--- Brief ---
Reproduce the data lines verbatim, beginning with the line that contains "# point at: ornate stone" and continuing through the last line of the data, both ends included. Give only those lines.
══════════════════════════════
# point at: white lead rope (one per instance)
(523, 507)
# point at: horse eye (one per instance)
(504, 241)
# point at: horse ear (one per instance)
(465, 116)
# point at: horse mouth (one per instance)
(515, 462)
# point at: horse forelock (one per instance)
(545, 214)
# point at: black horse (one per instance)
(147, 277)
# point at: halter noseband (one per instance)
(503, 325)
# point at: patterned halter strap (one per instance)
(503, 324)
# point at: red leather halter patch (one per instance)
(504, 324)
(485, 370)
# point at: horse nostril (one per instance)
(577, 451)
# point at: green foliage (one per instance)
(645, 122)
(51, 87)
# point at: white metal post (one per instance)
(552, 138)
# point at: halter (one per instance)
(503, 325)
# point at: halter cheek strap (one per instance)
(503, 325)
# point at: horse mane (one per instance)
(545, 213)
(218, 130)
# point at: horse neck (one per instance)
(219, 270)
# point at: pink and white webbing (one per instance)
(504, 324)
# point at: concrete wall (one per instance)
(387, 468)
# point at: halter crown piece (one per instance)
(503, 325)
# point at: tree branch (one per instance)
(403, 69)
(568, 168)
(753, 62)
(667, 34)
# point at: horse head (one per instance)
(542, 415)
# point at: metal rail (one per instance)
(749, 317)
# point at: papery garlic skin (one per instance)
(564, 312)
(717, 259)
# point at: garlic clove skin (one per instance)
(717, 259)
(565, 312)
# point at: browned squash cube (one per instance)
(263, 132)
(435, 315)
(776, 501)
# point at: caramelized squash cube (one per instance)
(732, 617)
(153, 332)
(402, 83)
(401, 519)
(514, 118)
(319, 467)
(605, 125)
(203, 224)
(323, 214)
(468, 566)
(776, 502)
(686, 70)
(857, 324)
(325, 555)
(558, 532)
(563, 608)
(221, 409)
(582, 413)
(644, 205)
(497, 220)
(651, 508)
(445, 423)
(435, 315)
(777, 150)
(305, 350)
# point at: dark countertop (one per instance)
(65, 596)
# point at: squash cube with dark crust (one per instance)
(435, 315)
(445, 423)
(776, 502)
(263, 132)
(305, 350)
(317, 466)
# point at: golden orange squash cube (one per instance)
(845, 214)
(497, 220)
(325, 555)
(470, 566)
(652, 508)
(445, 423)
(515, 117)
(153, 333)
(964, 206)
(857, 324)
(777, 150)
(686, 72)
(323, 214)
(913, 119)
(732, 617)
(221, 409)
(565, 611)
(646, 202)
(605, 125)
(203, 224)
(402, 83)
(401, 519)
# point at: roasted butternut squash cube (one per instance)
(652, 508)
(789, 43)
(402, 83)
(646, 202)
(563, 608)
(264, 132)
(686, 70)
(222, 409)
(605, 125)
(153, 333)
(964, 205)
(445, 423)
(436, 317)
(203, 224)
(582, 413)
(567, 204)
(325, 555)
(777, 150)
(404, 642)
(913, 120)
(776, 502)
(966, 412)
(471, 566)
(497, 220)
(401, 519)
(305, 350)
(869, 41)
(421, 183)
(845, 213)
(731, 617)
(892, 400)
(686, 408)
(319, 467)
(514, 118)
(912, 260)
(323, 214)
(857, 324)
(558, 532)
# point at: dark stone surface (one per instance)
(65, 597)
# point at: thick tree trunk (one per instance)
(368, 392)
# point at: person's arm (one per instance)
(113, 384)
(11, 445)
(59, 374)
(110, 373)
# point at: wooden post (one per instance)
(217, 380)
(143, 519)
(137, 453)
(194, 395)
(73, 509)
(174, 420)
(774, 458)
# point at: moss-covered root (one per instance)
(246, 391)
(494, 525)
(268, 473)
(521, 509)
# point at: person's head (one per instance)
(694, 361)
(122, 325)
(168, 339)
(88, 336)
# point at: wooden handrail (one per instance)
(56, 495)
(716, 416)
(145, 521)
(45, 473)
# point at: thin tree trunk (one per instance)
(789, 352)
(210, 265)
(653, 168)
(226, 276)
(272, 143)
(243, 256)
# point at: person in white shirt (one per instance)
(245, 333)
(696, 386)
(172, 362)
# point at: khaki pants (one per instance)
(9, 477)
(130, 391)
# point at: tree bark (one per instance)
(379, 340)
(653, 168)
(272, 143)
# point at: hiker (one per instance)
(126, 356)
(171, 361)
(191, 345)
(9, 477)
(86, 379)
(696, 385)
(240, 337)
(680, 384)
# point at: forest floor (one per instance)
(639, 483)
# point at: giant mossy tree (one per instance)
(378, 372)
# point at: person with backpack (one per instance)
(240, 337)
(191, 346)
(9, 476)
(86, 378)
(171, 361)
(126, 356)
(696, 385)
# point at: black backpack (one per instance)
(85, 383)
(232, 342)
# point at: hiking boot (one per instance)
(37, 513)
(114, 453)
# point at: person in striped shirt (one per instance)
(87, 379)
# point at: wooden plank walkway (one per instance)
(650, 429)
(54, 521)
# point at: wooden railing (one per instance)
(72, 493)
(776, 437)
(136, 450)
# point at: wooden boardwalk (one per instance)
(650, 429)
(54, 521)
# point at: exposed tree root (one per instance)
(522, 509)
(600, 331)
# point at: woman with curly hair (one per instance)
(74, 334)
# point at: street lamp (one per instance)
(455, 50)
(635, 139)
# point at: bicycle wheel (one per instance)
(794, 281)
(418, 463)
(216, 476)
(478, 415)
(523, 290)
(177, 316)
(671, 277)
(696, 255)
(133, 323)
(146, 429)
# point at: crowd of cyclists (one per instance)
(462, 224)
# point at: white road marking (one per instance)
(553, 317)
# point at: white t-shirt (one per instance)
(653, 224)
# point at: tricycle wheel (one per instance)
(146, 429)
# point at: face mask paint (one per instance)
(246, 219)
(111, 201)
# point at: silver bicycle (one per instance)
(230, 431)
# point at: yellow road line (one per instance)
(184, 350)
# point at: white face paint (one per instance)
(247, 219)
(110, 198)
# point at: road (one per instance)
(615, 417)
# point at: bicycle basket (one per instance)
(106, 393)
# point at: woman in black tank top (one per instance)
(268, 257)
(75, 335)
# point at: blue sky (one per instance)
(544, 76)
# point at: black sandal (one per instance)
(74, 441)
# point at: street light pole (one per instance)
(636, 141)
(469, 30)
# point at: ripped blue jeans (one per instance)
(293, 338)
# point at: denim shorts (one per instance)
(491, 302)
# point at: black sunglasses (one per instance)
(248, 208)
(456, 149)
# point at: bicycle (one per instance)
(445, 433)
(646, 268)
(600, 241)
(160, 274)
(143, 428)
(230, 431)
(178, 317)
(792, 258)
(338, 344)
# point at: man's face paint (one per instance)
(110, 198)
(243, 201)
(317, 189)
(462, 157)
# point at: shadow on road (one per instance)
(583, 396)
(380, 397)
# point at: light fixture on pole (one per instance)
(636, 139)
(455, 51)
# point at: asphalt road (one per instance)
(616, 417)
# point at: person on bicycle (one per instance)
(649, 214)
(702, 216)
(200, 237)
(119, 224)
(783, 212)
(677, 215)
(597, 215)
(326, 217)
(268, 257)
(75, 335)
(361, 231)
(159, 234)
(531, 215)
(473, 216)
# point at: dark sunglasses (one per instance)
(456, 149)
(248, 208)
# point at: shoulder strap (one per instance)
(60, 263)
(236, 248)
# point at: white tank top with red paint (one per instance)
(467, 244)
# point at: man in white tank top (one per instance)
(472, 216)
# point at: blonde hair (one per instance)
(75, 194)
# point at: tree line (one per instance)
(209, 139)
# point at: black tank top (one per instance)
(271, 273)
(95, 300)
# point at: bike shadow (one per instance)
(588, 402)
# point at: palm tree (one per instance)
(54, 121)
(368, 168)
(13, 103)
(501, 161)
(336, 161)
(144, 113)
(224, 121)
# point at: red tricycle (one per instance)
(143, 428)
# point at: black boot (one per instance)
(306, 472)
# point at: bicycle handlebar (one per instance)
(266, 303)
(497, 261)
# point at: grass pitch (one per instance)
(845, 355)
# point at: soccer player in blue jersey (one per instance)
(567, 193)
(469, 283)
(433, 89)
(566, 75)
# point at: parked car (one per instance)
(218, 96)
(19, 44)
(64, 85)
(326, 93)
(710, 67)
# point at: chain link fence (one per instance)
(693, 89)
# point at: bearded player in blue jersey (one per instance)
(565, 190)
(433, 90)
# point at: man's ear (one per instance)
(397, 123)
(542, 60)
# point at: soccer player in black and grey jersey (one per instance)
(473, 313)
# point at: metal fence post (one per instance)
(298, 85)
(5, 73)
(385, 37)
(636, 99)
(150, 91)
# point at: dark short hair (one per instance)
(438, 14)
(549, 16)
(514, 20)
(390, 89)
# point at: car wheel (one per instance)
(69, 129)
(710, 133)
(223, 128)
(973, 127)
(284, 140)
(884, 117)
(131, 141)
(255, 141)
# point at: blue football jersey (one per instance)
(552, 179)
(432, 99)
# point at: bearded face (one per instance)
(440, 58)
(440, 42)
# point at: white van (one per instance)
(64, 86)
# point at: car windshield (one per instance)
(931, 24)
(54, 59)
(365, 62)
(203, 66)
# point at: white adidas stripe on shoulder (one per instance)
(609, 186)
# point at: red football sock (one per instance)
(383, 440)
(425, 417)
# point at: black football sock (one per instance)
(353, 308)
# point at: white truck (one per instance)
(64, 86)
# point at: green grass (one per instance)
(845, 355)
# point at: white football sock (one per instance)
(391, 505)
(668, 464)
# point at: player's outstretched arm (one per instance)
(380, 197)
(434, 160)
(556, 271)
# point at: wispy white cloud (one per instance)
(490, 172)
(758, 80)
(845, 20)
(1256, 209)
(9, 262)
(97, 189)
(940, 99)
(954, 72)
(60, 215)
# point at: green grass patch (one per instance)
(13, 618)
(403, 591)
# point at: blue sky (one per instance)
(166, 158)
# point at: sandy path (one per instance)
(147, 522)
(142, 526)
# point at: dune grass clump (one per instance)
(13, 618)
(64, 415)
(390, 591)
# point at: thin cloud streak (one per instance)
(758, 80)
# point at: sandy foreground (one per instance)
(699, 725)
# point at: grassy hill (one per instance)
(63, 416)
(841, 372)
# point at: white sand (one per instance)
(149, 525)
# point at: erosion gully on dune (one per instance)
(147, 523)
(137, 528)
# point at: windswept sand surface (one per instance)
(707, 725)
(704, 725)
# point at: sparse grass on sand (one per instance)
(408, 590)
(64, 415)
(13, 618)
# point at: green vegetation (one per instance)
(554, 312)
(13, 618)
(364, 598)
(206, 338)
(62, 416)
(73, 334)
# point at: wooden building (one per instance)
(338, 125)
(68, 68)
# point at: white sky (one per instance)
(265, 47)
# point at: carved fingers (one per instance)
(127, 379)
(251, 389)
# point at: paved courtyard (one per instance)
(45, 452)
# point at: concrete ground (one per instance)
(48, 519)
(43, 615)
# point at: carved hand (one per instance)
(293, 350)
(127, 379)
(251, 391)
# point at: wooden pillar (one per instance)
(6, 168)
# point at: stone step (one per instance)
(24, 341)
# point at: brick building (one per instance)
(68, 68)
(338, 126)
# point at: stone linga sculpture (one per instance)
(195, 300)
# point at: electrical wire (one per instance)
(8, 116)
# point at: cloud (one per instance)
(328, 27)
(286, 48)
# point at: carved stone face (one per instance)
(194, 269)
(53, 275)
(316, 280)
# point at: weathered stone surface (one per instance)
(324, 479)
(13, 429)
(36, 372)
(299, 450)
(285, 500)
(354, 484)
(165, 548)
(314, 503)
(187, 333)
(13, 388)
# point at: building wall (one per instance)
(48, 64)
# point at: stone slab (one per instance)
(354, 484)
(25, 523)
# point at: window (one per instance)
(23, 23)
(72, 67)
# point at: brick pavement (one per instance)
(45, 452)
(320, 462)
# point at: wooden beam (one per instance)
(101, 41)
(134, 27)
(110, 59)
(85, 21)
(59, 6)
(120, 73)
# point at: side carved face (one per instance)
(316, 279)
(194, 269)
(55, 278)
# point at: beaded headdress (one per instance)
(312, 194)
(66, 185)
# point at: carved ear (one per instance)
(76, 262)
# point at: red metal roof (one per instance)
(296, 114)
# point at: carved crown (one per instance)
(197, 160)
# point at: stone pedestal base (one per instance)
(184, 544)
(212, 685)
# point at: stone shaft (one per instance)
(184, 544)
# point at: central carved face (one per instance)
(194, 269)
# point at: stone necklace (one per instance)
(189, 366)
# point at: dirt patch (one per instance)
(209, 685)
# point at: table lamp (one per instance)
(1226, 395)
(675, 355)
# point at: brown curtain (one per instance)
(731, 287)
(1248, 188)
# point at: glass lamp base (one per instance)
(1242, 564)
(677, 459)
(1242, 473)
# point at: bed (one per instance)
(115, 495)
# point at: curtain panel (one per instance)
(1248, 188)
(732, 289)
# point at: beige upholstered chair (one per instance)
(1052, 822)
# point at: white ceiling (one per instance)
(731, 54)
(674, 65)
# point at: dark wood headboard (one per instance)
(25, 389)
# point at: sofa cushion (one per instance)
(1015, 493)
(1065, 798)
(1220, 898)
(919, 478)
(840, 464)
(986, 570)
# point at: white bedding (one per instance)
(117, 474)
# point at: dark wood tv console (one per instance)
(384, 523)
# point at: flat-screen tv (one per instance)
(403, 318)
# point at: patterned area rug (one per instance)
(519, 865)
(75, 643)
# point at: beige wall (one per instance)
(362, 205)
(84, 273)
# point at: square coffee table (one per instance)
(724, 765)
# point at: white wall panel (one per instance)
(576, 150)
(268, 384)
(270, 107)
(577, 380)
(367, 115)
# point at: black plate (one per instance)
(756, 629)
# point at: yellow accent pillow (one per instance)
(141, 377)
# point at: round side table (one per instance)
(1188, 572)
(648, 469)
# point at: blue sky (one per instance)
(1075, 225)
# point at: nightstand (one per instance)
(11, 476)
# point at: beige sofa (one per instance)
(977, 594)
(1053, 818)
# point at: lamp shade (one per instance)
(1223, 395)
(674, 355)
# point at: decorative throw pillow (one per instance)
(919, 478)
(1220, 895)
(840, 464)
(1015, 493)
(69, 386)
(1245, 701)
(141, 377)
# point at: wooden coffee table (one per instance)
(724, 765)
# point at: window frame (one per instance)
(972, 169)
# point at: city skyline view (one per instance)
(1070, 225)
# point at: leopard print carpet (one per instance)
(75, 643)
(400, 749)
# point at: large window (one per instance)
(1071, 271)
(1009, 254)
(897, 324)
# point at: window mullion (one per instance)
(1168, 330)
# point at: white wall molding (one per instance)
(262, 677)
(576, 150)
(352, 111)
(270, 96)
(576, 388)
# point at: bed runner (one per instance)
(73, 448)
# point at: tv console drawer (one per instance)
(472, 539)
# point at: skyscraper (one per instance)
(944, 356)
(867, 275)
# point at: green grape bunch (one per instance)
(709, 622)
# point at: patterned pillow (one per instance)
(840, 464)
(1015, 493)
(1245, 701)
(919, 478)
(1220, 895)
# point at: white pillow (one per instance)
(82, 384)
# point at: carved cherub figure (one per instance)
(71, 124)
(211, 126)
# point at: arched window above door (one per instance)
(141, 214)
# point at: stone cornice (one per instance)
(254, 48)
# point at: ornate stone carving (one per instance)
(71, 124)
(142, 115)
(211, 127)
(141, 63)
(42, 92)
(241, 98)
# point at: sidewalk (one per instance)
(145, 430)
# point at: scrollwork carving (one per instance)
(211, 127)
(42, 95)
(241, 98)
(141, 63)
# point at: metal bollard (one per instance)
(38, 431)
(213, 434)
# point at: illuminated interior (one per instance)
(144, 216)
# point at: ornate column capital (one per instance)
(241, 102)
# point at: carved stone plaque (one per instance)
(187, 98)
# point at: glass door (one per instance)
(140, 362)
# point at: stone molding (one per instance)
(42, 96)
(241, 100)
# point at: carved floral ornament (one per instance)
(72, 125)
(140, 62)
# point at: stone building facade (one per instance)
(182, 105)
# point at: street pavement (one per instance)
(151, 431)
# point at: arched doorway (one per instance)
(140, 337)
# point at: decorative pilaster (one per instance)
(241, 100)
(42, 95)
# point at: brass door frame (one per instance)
══════════════════════════════
--- Correct result ---
# point at: ornate stone carving (one per instance)
(71, 124)
(142, 115)
(211, 127)
(141, 63)
(42, 92)
(241, 98)
# point at: sidewalk (one per instance)
(145, 430)
# point at: scrollwork carving (one per instance)
(211, 127)
(42, 95)
(241, 98)
(141, 63)
# point at: metal bollard (one per instance)
(38, 431)
(213, 434)
# point at: illuminated interior (one per instance)
(144, 216)
# point at: ornate column capital (one per instance)
(241, 102)
# point at: carved stone plaque (one per instance)
(187, 98)
# point at: glass door (one per instance)
(140, 362)
# point at: stone molding (one per instance)
(42, 96)
(241, 100)
# point at: carved floral ornament (one per instance)
(72, 125)
(140, 62)
# point at: stone building facade (one per instance)
(182, 105)
# point at: street pavement (one per instance)
(151, 431)
# point at: arched doorway (one per instance)
(140, 337)
# point at: decorative pilaster (one per instance)
(241, 100)
(42, 95)
# point at: brass door frame (one per instance)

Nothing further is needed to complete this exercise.